• _JOB 1_: From the RNAV text, reproduce word for word the part that opens with the words containing "1)      More direct" and closes with "of defined paths.".
• _JOB 2_: According to the RNAV text, why can terminal RNAV routes lead to fewer radio transmissions? Answer in one to three sentences.

• _TEXT BLOCK_:
RNAV allows an aircraft to operate on any desired path without the need to fly directly toward or away from a ground-based navigation aid (NAVAID). Aircraft position is determined using NAVAIDs, a self-contained system (such as an inertial reference system), the global positioning satellite system (GPS) or a combination of these. Pilots are provided with distance, time, bearing and cross track error relative to a route or point in space. Although once used primarily for en route navigation, RNAV routes are increasingly being designed for terminal area use.

Advanced RNAV includes the ability to access a navigation database containing the points, routes, speeds and altitudes for a specific procedure. This data may be loaded into an aircraft flight management system (FMS) or instrument flight rules certified GPS system creating a path that can be followed using the flight director or autopilot. Advanced RNAV is limited to aircraft with the equipment suffixes of /E, /F, /G, /R or /Q.1

Benefits of RNAV.  There are several potential benefits to terminal RNAV routes including:

 1)      More direct routing, saving time and fuel.

 2)      Fewer radio transmissions due to less need for controller instructions.

 3)      Increased airspace/runway capacity through the use of defined paths.

 4)      Increased flight path predictability and repeatability when compared to radar vectoring.

• _DATA LINES_:
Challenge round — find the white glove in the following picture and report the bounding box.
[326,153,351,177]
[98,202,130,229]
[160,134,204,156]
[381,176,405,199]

• _TASK OUTPUT 1_:
1)      More direct routing, saving time and fuel.

 2)      Fewer radio transmissions due to less need for controller instructions.

 3)      Increased airspace/runway capacity through the use of defined paths.

• _TASK OUTPUT 2_: Terminal RNAV routes can lead to fewer radio transmissions because there is less need for controller instructions.